> **Stored data entries**
"""
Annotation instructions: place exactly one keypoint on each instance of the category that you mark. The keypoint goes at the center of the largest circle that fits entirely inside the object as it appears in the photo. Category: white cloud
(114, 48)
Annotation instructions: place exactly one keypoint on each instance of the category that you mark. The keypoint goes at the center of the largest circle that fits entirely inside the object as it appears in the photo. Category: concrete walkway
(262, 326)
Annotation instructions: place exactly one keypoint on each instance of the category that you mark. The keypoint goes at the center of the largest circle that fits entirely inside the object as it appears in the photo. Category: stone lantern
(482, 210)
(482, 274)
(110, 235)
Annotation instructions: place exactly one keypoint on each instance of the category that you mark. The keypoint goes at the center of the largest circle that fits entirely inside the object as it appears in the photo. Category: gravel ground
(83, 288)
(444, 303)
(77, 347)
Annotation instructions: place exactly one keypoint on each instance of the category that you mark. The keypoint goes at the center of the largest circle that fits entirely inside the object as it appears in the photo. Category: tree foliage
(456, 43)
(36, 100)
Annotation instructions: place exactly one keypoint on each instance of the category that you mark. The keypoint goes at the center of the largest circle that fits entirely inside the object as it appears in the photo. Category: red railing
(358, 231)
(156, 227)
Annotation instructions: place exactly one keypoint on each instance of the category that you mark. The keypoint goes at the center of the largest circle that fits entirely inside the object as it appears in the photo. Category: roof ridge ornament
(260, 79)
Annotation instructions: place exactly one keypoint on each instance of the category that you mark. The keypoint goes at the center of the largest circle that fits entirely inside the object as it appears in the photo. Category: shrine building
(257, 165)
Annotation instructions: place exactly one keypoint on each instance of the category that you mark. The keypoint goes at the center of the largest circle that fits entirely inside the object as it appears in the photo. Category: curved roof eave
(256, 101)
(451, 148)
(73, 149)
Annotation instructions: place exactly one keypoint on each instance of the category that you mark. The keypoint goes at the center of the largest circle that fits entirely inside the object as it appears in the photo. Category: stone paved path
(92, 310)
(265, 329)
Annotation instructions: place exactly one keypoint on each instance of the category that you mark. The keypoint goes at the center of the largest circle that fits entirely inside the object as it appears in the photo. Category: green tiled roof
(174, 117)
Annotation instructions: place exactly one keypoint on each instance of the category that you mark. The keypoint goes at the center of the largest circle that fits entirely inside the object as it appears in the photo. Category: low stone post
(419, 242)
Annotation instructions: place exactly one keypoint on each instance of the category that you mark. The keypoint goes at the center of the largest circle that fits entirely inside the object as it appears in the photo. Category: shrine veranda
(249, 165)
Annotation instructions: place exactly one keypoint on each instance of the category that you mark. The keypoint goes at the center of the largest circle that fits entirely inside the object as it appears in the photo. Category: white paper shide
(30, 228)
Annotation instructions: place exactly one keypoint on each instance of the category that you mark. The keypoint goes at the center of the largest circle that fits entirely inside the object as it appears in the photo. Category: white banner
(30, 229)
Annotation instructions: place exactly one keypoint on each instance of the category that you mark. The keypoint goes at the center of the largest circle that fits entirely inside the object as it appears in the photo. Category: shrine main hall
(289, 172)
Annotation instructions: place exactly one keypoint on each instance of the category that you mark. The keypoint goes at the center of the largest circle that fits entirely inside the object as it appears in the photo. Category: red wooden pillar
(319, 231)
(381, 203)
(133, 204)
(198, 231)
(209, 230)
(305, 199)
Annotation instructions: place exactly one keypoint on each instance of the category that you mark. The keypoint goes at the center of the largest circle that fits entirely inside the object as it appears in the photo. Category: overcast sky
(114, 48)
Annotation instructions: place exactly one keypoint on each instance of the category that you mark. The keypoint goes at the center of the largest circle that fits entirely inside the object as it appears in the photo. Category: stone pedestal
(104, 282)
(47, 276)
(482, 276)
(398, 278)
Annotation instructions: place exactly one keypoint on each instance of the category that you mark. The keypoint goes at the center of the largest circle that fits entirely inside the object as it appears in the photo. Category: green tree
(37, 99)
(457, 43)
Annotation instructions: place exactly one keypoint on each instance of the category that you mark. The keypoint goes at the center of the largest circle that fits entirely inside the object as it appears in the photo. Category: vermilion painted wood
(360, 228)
"""
> **Exercise brief**
Retype every record above exactly as written.

> **Output for this exercise**
Annotation instructions: place exactly one keypoint on each instance of the category that you mark. The keypoint goes at the center of the largest circle that fits entirely inside the object as it appears in the photo. Category: white cloud
(114, 48)
Annotation instructions: place exactly one keypoint on each instance of the category that you mark. The keypoint goes at the center of the largest circle that fits entirely inside the object as it appears in the photo. Category: concrete walkway
(262, 326)
Annotation instructions: place exactly one keypoint on each instance of the category that you mark. The keypoint goes at the center of the largest circle that fits entirely inside the object as it appears in the photo. Category: stone lantern
(482, 210)
(482, 274)
(110, 235)
Annotation instructions: place exactly one keypoint on each instance of the category that you mark. The keypoint goes at the center of the largest circle that fits entirely inside the object as it appears in the photo. Category: gravel ground
(83, 288)
(444, 303)
(77, 347)
Annotation instructions: place exactly one keypoint on each instance of the category that you mark. The keypoint goes at the center of the largest circle that fits entirely inside the object as it appears in the photo. Category: tree foliage
(456, 43)
(36, 100)
Annotation instructions: place exactly one keypoint on each instance of the category that you mark. The keypoint goes at the center of the largest circle that fits entirely inside the object as it appears in the photo. Category: red railing
(358, 231)
(156, 227)
Annotation instructions: place exactly one keypoint on each instance of the category that you mark. The keypoint goes at the center of the largest circle that fits entirely inside the object as it appears in the photo. Category: roof ridge ornament
(260, 79)
Annotation instructions: place exactly one keypoint on each instance of the category that you mark. The keypoint goes at the center of the largest circle that fits entirely inside the object as it appears in the photo. Category: shrine building
(257, 165)
Annotation instructions: place exactly one keypoint on each instance of the category that you mark. The keypoint goes at the center of the largest circle that fits entirely inside the object as it appears in the photo. Category: curved roof eave
(256, 101)
(451, 148)
(73, 149)
Annotation instructions: place exactly one keypoint on each instance of the category that you mark. The keypoint goes at the center of the largest circle that fits entirely inside the object as it appears in the photo. Category: stone paved path
(92, 310)
(265, 329)
Annotation instructions: place exactly one keypoint on each instance of the category that you mark. The keypoint goes at the center of the largest circle that fits entirely inside the object as it appears in the photo. Category: green tiled roof
(174, 117)
Annotation instructions: place exactly one keypoint on each instance of the category that you mark. The keypoint goes at the center of the largest circle that fits entirely inside the object as it appears in the photo. Category: low stone post
(419, 242)
Annotation instructions: place exactly one keypoint on each instance of the category that you mark. The keypoint goes at the center of the largest circle that fits entirely inside the object as it appears in the photo. Category: shrine veranda
(249, 165)
Annotation instructions: place exactly one keypoint on each instance of the category that you mark. The keypoint goes at the center of the largest circle that fits entirely inside the object as it appears in the photo. Category: white paper shide
(30, 228)
Annotation instructions: place exactly one keypoint on each instance of the category that you mark. The keypoint goes at the center of the largest circle that fits entirely inside the object as it appears in the photo. Category: white banner
(30, 229)
Annotation instructions: place exactly one keypoint on each instance of the category that you mark. The keypoint goes at the center of the largest circle that fits entirely inside the object as it appears in the photo. Category: shrine main hall
(289, 172)
Annotation instructions: place exactly one keypoint on each instance of the category that you mark. The keypoint goes at the center of the largest circle that fits entirely inside the object as it appears in the photo. Category: red wooden pillar
(319, 231)
(381, 203)
(133, 204)
(198, 231)
(209, 230)
(305, 199)
Annotation instructions: place exactly one keypoint on each instance of the category that you mark. The keypoint goes at the center of the largest circle that fits entirely inside the object as it appears in the photo. Category: overcast sky
(114, 48)
Annotation instructions: place exactly one keypoint on each instance of the category that you mark. The keypoint goes at the center of the largest circle that fits entirely inside the object as it appears in the photo. Category: stone pedestal
(104, 282)
(47, 276)
(482, 276)
(398, 278)
Annotation instructions: place exactly one keypoint on each instance of the category that you mark. The keypoint goes at the center of the largest circle that fits entirely inside the object as it appears in the photo. Category: green tree
(37, 99)
(457, 43)
Annotation instructions: place exactly one keypoint on each instance of the category that you mark. The keypoint goes at the center of the largest circle that fits entirely inside the object as it appears in the photo. Category: vermilion painted wood
(360, 228)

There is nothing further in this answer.